### [GIVEN REQUEST]
Filter the records below, copying out each line in which the word "white" appears.

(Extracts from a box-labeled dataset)

=======

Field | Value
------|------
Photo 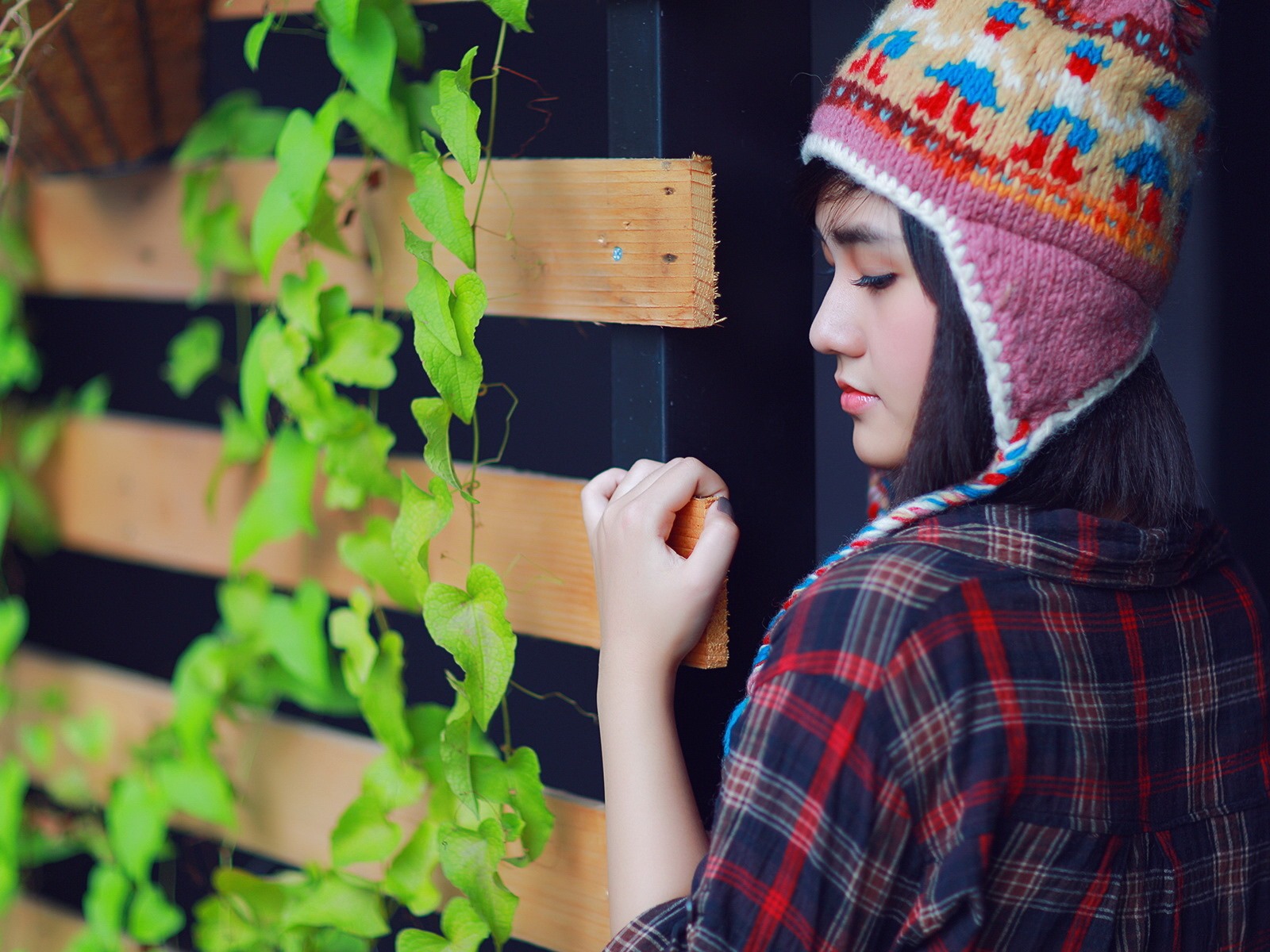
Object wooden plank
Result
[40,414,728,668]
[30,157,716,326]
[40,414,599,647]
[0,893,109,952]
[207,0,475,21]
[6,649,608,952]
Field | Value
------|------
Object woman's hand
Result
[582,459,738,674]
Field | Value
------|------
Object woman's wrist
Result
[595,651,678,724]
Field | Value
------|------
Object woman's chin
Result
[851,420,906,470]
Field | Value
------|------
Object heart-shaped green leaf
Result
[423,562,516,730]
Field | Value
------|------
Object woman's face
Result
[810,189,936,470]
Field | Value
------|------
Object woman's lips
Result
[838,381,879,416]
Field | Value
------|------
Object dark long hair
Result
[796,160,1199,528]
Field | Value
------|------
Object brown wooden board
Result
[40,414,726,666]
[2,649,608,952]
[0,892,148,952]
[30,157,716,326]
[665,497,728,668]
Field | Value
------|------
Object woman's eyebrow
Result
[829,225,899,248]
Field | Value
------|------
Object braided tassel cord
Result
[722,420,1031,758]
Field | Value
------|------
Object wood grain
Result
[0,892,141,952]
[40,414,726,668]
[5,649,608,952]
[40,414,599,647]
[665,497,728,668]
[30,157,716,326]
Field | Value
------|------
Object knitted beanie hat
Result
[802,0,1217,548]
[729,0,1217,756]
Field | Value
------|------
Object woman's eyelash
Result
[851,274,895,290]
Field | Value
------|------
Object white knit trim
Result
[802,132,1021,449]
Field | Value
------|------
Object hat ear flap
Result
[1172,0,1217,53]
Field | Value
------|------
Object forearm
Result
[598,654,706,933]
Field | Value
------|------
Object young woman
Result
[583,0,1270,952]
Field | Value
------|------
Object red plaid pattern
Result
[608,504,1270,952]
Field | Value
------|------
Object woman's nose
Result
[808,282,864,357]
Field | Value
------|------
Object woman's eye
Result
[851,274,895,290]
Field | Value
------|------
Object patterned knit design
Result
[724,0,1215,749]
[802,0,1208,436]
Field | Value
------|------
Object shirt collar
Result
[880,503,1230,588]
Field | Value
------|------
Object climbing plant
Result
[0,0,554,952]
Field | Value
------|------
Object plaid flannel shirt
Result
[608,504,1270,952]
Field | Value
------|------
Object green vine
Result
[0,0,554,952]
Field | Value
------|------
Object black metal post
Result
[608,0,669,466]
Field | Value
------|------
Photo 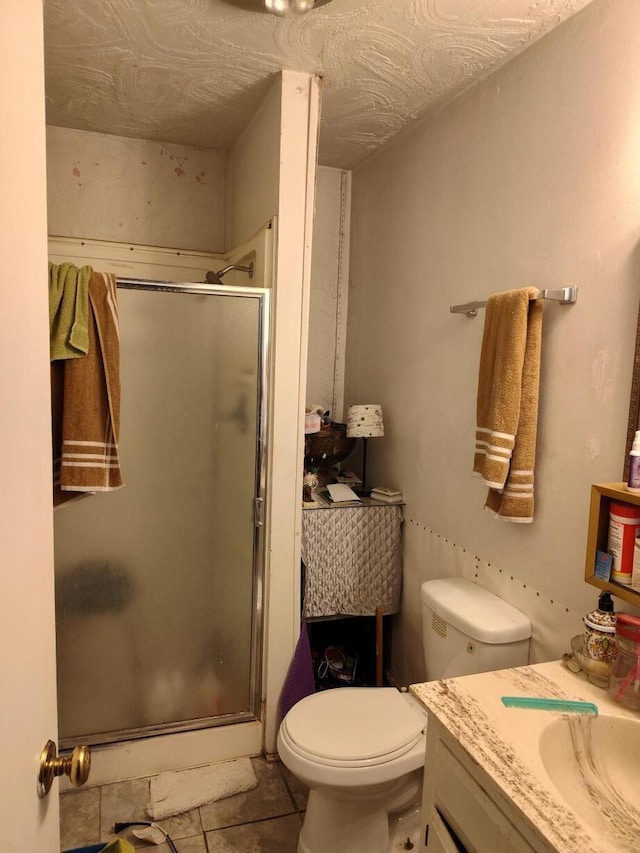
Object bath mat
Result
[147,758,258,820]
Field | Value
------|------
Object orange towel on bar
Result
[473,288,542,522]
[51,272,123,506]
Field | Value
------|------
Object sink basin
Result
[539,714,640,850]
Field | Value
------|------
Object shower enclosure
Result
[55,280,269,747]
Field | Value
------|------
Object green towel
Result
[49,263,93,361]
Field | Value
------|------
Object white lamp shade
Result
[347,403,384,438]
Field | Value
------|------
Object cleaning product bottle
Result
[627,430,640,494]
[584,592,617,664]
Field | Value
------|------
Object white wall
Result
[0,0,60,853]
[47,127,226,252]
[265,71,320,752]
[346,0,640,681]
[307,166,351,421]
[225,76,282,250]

=======

### [EXERCISE ANSWER]
Object white knit trim
Object white lamp shade
Object white wall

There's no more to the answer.